Segmentation labeling rows:
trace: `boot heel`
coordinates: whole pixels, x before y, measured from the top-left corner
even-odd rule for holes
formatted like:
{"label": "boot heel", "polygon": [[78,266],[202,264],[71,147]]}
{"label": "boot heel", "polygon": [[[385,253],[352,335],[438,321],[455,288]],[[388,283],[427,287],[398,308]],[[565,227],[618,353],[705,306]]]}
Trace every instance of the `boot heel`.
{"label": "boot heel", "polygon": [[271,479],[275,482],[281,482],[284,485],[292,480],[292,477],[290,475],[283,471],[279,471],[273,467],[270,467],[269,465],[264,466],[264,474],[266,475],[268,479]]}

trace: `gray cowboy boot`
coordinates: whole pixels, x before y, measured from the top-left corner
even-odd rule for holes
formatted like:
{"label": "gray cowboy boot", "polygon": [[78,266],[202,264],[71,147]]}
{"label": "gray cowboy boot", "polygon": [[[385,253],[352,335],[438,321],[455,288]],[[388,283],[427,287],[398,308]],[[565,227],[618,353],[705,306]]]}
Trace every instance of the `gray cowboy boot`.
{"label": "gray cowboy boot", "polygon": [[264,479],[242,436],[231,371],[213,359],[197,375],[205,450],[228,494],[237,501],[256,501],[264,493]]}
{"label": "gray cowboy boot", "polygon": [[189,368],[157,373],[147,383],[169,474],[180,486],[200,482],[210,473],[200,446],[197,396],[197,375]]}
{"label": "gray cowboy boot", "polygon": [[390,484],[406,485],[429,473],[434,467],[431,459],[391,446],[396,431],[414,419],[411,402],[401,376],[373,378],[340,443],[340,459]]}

• _Objective_: Lay out every line of the rows above as a numbered list, dropping the blank lines.

• _Task result_:
1. trace: `boot heel`
2. coordinates: whole pixels, x before y, measured from the top-left corner
3. even-odd rule for holes
4. formatted like:
5. {"label": "boot heel", "polygon": [[78,266],[202,264],[71,147]]}
6. {"label": "boot heel", "polygon": [[[385,253],[352,335],[438,321],[455,288]],[[388,283],[427,287],[398,308]],[[565,227],[618,353],[705,306]]]}
7. Trace every instance of the `boot heel`.
8. {"label": "boot heel", "polygon": [[271,479],[275,482],[281,482],[284,485],[292,480],[292,477],[290,475],[283,471],[279,471],[273,467],[270,467],[269,465],[264,466],[264,474],[266,475],[268,479]]}
9. trace: `gray cowboy boot`
10. coordinates: whole pixels, x before y, measured from the top-left corner
11. even-odd rule for holes
12. formatted like:
13. {"label": "gray cowboy boot", "polygon": [[78,266],[202,264],[71,147]]}
14. {"label": "gray cowboy boot", "polygon": [[[385,253],[352,335],[438,321],[455,288]],[[388,283],[427,287],[398,308]],[[565,227],[618,353],[705,306]]]}
15. Trace every instance of the `gray cowboy boot`.
16. {"label": "gray cowboy boot", "polygon": [[264,479],[242,436],[231,371],[213,359],[197,375],[205,450],[228,494],[237,501],[256,501],[264,493]]}
17. {"label": "gray cowboy boot", "polygon": [[189,368],[157,373],[147,383],[169,474],[180,486],[200,482],[210,473],[200,446],[197,396],[197,375]]}
18. {"label": "gray cowboy boot", "polygon": [[390,484],[406,485],[429,473],[434,467],[431,459],[391,446],[396,431],[414,419],[411,402],[401,376],[373,378],[340,443],[340,459]]}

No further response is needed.